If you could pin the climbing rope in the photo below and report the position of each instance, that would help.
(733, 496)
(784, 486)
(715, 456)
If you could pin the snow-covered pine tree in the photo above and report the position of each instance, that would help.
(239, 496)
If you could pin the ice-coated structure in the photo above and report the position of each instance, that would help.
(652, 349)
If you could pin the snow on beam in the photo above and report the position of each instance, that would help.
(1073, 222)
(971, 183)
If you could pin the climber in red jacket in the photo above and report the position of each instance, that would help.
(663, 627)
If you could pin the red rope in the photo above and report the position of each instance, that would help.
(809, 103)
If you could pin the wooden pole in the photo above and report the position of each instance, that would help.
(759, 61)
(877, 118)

Exercise ▸ Could you reproduce every one of the lines above word for word, keeping each coordinate pair in its place?

Solved exercise ▸
If you could pin the climbing rope in the photo below and report the position of each instance, that would help.
(733, 496)
(784, 486)
(715, 456)
If you could pin the snow-covered pine tree in the photo above and report the position of each instance, that would help.
(239, 496)
If you could pin the ice-coated structure in the photo above and report the position of each instance, that would help.
(652, 349)
If you could pin the snow on beam in the photo above and report the position of each instance, that would help.
(1073, 222)
(971, 183)
If you could pin the climber in red jacket in the photo above and report the position of each instance, that would help.
(663, 627)
If you could pin the red rope in the photo above and report the position of each instance, that would help.
(809, 103)
If you could pin the wooden pole in the photo above and report the position of each instance, that would help.
(759, 61)
(877, 118)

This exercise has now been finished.